[Records from a point labeling set]

◇ ◇ ◇ ◇ ◇ ◇ ◇

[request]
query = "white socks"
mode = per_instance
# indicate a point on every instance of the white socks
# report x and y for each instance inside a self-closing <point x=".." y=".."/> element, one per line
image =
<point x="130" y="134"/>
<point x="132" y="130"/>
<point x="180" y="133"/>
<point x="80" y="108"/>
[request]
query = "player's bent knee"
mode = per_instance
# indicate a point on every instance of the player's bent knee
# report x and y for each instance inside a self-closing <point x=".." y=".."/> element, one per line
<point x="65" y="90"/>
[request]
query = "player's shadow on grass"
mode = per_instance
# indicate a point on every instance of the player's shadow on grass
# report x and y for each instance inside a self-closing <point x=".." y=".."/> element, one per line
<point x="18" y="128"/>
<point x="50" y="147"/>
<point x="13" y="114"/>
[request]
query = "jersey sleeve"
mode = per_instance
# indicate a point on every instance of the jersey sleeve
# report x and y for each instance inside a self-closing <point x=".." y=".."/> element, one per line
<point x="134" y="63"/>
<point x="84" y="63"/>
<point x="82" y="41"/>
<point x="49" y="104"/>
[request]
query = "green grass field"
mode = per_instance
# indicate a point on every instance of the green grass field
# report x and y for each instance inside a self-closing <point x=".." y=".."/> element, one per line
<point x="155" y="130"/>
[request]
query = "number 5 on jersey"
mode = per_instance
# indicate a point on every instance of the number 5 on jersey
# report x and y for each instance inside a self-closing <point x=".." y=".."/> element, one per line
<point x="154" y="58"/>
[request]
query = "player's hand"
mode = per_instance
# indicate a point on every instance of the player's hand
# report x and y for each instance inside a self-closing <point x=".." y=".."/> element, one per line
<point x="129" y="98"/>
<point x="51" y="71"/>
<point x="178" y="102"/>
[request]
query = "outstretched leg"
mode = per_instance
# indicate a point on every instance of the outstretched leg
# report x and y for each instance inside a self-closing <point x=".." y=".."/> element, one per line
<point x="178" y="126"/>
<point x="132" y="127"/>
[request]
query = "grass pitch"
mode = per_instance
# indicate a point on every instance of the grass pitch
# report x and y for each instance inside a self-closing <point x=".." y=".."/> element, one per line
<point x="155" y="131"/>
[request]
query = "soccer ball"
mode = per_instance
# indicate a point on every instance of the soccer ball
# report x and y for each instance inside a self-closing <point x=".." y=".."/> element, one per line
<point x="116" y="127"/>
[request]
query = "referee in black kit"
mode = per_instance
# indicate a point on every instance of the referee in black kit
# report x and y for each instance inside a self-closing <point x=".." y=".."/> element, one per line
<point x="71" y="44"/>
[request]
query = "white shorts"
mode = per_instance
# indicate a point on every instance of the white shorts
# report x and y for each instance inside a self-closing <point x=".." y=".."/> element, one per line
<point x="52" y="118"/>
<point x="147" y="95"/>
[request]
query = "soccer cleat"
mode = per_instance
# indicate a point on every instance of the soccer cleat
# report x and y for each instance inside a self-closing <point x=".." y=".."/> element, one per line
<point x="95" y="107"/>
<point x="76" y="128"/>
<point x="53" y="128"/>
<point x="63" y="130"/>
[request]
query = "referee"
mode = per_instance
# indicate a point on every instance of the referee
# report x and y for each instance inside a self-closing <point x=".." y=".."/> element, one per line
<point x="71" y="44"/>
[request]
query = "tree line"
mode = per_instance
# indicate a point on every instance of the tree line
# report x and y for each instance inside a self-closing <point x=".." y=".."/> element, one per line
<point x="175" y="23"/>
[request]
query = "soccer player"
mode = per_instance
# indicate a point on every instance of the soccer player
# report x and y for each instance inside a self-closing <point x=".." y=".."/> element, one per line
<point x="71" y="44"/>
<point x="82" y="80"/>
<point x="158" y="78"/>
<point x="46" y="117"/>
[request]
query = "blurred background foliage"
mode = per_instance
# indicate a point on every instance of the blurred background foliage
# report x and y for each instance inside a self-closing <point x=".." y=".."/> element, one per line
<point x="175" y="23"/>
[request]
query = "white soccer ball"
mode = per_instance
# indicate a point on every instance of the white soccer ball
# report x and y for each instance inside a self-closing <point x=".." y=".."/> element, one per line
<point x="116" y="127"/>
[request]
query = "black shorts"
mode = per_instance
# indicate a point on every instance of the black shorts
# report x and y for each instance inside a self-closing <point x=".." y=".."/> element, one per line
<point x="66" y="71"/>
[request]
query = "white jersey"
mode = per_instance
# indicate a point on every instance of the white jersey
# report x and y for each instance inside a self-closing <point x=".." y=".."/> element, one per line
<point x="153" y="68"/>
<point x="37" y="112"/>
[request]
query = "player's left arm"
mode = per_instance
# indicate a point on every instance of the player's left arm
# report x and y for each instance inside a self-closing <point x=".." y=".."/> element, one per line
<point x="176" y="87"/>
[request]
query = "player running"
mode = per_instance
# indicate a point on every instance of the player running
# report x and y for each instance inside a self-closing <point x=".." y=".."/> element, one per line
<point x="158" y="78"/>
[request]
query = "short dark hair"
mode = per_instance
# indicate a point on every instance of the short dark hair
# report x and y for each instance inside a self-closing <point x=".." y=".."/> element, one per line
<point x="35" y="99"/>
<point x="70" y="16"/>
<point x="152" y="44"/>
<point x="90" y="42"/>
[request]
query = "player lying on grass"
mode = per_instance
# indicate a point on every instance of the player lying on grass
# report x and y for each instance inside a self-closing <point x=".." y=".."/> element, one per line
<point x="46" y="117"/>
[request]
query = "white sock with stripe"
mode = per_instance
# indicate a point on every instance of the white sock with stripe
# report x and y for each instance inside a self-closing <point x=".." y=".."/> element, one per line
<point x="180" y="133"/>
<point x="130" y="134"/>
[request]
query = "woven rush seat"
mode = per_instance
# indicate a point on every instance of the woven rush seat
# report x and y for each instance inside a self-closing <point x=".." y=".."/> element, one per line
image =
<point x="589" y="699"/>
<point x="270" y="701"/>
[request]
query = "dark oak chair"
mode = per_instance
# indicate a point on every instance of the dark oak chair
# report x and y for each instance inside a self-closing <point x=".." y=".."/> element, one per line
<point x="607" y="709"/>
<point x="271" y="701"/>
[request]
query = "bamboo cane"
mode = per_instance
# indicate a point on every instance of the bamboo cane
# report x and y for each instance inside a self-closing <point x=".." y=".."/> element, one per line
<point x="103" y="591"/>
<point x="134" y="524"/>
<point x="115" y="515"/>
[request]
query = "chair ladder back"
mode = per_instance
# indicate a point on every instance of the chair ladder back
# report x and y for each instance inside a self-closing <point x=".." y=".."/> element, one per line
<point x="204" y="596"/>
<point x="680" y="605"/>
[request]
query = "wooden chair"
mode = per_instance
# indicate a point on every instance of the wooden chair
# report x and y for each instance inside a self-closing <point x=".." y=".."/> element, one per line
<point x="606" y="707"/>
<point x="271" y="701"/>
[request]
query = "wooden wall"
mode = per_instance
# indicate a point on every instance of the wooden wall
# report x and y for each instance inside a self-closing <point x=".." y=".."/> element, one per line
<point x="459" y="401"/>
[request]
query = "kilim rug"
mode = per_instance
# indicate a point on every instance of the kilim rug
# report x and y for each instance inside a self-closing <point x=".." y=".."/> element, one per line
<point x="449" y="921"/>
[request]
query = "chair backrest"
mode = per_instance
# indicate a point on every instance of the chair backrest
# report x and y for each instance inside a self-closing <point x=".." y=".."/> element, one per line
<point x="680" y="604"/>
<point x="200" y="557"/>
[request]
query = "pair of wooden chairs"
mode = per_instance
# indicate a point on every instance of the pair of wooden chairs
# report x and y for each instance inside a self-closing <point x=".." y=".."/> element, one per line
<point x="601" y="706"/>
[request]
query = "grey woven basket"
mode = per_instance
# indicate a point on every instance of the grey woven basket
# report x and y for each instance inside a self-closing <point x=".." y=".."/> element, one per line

◇ ◇ ◇ ◇ ◇ ◇ ◇

• **Instructions for the task**: Extract the entries above verbatim.

• **Answer to this problem**:
[request]
query = "white socks"
mode = per_instance
# indicate a point on every instance of the white socks
# report x and y for each instance inside a self-closing <point x=".." y=".."/> element, one per line
image =
<point x="130" y="134"/>
<point x="132" y="130"/>
<point x="180" y="133"/>
<point x="80" y="108"/>
[request]
query = "player's bent knee"
mode = per_instance
# indicate a point on every instance of the player's bent knee
# report x and y for each instance inside a self-closing <point x=".." y=".."/> element, one per line
<point x="65" y="90"/>
[request]
query = "player's shadow on grass"
mode = per_instance
# indicate a point on every instance of the player's shadow on grass
# report x and y for each instance inside a self-closing <point x=".." y=".."/> element, one per line
<point x="18" y="128"/>
<point x="50" y="147"/>
<point x="13" y="114"/>
[request]
query = "jersey sleeve"
mode = per_instance
# indicate a point on every instance of the jersey sleeve
# report x and y for each instance inside a self-closing <point x=".." y=".."/> element, one per line
<point x="134" y="63"/>
<point x="84" y="63"/>
<point x="82" y="41"/>
<point x="49" y="104"/>
[request]
query = "green grass field"
mode = per_instance
# indicate a point on every instance of the green grass field
# report x and y for each instance inside a self-closing <point x=".." y=".."/> element, one per line
<point x="155" y="130"/>
[request]
query = "number 5 on jersey"
mode = per_instance
# indicate a point on every instance of the number 5 on jersey
# report x and y for each instance inside a self-closing <point x=".." y=".."/> element, one per line
<point x="154" y="58"/>
[request]
query = "player's hand"
mode = per_instance
# indicate a point on every instance of the player's hand
# report x and y for each instance inside a self-closing <point x=".." y=".."/> element, one per line
<point x="129" y="98"/>
<point x="51" y="71"/>
<point x="178" y="102"/>
[request]
query = "outstretched leg"
mode = per_instance
# indicate a point on every instance of the outstretched leg
# report x and y for each instance inside a self-closing <point x=".." y=".."/> element, one per line
<point x="178" y="126"/>
<point x="132" y="127"/>
[request]
query = "grass pitch"
mode = per_instance
# indicate a point on every instance of the grass pitch
# report x and y for each instance inside a self-closing <point x=".." y=".."/> element, one per line
<point x="155" y="131"/>
[request]
query = "soccer ball"
mode = per_instance
# indicate a point on every instance of the soccer ball
# report x and y for each instance inside a self-closing <point x=".." y=".."/> element, one per line
<point x="116" y="127"/>
[request]
query = "referee in black kit"
mode = per_instance
# indicate a point on every instance of the referee in black kit
# report x and y for each instance inside a self-closing <point x=".." y=".."/> element, one per line
<point x="71" y="44"/>
[request]
query = "white shorts"
mode = per_instance
# indicate a point on every instance of the white shorts
# report x and y for each instance inside a self-closing <point x=".." y=".."/> element, one per line
<point x="52" y="118"/>
<point x="147" y="95"/>
[request]
query = "soccer cleat"
mode = per_instance
# indicate a point on every instance of the soccer cleat
# report x and y for each instance inside a self-closing <point x=".." y=".."/> element, one per line
<point x="95" y="107"/>
<point x="76" y="128"/>
<point x="53" y="128"/>
<point x="63" y="130"/>
[request]
query = "referee"
mode = per_instance
# indicate a point on every instance of the referee
# report x and y for each instance inside a self-closing <point x=".." y=".."/> element, one per line
<point x="71" y="44"/>
[request]
query = "tree line"
mode = per_instance
# indicate a point on every instance of the tree line
# report x and y for each instance inside a self-closing <point x=".." y=".."/> element, one per line
<point x="175" y="23"/>
[request]
query = "soccer player"
mode = per_instance
# indicate a point on every instance of the soccer player
# report x and y for each instance inside a self-closing <point x=".." y=".."/> element, one per line
<point x="71" y="44"/>
<point x="82" y="80"/>
<point x="158" y="78"/>
<point x="46" y="117"/>
[request]
query = "blurred background foliage"
mode = per_instance
# indicate a point on every instance of the blurred background foliage
# report x and y for each instance inside a self-closing <point x=".." y=".."/> element, one per line
<point x="175" y="23"/>
[request]
query = "white soccer ball"
mode = per_instance
# indicate a point on every instance of the white soccer ball
# report x and y for each instance inside a self-closing <point x=".." y=".."/> element, one per line
<point x="116" y="127"/>
[request]
query = "black shorts"
mode = per_instance
# indicate a point on every instance of the black shorts
# report x and y for each instance inside a self-closing <point x=".." y=".."/> element, one per line
<point x="66" y="71"/>
[request]
query = "white jersey"
mode = per_instance
# indicate a point on every instance of the white jersey
# report x and y for each instance inside a self-closing <point x=".." y=".."/> element, one per line
<point x="153" y="68"/>
<point x="37" y="112"/>
[request]
query = "player's left arm"
mode = per_instance
# indicate a point on every instance of the player's left arm
# report x and y for each instance inside a self-closing <point x=".." y=".."/> element, one per line
<point x="176" y="87"/>
[request]
query = "player running"
mode = per_instance
# indicate a point on every instance of the player running
# report x and y for each instance inside a self-closing <point x=".." y=".."/> element, one per line
<point x="158" y="78"/>
[request]
query = "short dark hair"
mode = per_instance
# indicate a point on every instance of the short dark hair
# report x and y for each instance inside a self-closing <point x=".." y=".."/> element, one per line
<point x="35" y="99"/>
<point x="70" y="16"/>
<point x="152" y="44"/>
<point x="90" y="42"/>
[request]
query = "player lying on grass"
mode = per_instance
# indicate a point on every instance of the player lying on grass
# report x and y for each instance inside a self-closing <point x=".." y=".."/> element, one per line
<point x="46" y="117"/>
[request]
query = "white sock with stripe"
mode = per_instance
# indicate a point on every instance of the white sock with stripe
# report x and y for each instance inside a self-closing <point x=".." y=".."/> element, one per line
<point x="180" y="133"/>
<point x="130" y="134"/>
[request]
query = "woven rush seat"
mode = per_instance
# indicate a point on every instance of the woven rush seat
# report x and y for each instance inside a self-closing <point x=".." y=".."/> element, one per line
image =
<point x="589" y="699"/>
<point x="270" y="701"/>
[request]
query = "dark oak chair"
mode = per_instance
# indicate a point on every instance of the dark oak chair
# report x and y for each instance inside a self-closing <point x=".." y=".."/> element, one per line
<point x="607" y="709"/>
<point x="271" y="701"/>
[request]
query = "bamboo cane"
mode = per_instance
# indicate a point on every instance of the bamboo cane
# report x and y for each instance inside a self-closing <point x=".." y=".."/> element, one per line
<point x="103" y="591"/>
<point x="134" y="524"/>
<point x="115" y="515"/>
[request]
query = "chair ladder back"
mode = per_instance
# indicate a point on every instance of the chair ladder back
# report x and y for each instance inside a self-closing <point x=".." y=".."/> element, one per line
<point x="204" y="596"/>
<point x="680" y="605"/>
[request]
query = "wooden chair"
mode = per_instance
# indicate a point on every instance of the wooden chair
# report x and y for each instance inside a self-closing <point x=".." y=".."/> element, one per line
<point x="606" y="707"/>
<point x="271" y="701"/>
[request]
query = "wooden wall"
mode = per_instance
# indicate a point on every instance of the wooden wall
# report x and y for each instance inside a self-closing <point x=".." y=".."/> element, one per line
<point x="459" y="401"/>
[request]
query = "kilim rug"
mode = per_instance
# indicate a point on every instance of the kilim rug
# report x and y for each instance inside a self-closing <point x=".." y=".."/> element, one per line
<point x="449" y="921"/>
[request]
query = "chair backrest"
mode = per_instance
# indicate a point on every instance of the chair backrest
# report x and y for each instance inside a self-closing <point x=".." y=".."/> element, one per line
<point x="680" y="604"/>
<point x="200" y="557"/>
[request]
query = "pair of wooden chairs"
mode = per_instance
# indicate a point on every instance of the pair of wooden chairs
# report x and y for each instance inside a self-closing <point x=".." y=".."/> element, one per line
<point x="601" y="706"/>
[request]
query = "grey woven basket"
mode = per_instance
# indicate a point on every instance of the grey woven basket
# report x and y for each instance inside a self-closing <point x=".." y=".."/> element, one per line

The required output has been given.